# Task instructions
Every line below should be copied out exactly.

# Point-per-instance localization data
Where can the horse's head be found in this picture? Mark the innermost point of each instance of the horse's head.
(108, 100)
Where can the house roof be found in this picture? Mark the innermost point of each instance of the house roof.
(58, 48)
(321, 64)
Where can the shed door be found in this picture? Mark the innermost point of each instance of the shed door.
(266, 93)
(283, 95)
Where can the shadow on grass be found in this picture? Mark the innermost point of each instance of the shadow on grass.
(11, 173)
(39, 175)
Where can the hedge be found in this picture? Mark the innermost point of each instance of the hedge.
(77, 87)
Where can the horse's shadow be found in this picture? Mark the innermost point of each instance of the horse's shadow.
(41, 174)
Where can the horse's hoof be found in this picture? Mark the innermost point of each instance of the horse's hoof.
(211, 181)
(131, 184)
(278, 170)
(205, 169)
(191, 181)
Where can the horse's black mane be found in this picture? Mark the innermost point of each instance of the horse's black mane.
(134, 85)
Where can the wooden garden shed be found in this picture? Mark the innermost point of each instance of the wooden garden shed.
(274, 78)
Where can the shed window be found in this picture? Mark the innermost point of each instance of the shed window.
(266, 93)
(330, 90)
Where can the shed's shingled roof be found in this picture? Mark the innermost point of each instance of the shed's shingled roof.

# Problem solution
Where can the horse's head be found in this picture? Mark the innermost point of each instance of the horse's head.
(108, 100)
Where can the house roof be found in this picture? Mark the innermost point of each instance of the house roof.
(58, 48)
(321, 64)
Where can the shed door be found in this picture? Mark the innermost point of each instance of the shed door.
(266, 93)
(283, 95)
Where can the shadow on grass be found in this picture? Mark the innermost point of each instance of the shadow on grass.
(11, 173)
(39, 175)
Where can the hedge be found in this picture? Mark the innermost point of each instance of the hedge.
(77, 87)
Where can the horse's shadow be found in this picture? Mark the innermost point of each instance of the horse's shadow.
(41, 174)
Where can the horse's hoof be found in this picture? Mark the innermost point of each instance of the horse's hoof.
(211, 181)
(131, 184)
(278, 170)
(205, 169)
(191, 181)
Where can the horse's black mane be found in this picture? Mark the innermost point of each instance of the horse's black mane.
(134, 85)
Where can the wooden garden shed be found in this picture? Mark the innermost point of each instance of the wooden garden shed.
(274, 78)
Where can the shed window be found in this picture? Mark the innermost point of each instance of the shed window.
(266, 93)
(330, 90)
Where can the shed's shingled roof be found in this picture? Mark the innermost point of each instance of the shed's shingled roof.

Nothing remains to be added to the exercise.